— Work required —
Find every line in the records below that contains the word "large", and copy each such line.

-------- Input for this task --------

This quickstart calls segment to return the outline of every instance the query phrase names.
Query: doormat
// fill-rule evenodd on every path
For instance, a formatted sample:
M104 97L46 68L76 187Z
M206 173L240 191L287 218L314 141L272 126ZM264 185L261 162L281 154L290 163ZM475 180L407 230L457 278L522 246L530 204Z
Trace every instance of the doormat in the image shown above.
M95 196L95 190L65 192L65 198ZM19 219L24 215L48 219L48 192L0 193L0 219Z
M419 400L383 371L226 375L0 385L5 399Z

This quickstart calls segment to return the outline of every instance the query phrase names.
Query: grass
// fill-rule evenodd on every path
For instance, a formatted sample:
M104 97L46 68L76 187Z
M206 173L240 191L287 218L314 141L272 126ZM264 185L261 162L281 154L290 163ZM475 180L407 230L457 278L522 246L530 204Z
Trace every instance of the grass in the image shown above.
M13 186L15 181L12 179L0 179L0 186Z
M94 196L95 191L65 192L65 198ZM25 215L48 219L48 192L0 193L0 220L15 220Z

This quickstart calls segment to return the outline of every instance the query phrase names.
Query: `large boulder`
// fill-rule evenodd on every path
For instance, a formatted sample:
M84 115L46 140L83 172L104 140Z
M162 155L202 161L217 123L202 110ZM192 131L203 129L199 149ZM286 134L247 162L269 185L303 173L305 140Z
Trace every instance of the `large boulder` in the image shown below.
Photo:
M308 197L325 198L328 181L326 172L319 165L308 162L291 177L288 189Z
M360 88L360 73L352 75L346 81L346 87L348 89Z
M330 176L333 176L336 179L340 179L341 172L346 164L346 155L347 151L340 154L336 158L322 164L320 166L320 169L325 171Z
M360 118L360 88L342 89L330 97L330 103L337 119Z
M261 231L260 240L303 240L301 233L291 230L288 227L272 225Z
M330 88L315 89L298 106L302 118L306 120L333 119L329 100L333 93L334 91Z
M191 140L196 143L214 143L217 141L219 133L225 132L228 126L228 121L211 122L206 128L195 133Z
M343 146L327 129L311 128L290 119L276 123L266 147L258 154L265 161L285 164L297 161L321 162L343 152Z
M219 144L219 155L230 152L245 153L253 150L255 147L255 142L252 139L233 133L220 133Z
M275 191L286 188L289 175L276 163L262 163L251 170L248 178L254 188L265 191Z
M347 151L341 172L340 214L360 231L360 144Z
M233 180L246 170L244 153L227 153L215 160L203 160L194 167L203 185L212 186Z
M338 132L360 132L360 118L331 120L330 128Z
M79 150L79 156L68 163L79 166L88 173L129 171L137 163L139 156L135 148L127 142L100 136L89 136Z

--------

— Solution to the problem —
Query: `large boulder`
Trace every instance of the `large boulder` in the image shown below.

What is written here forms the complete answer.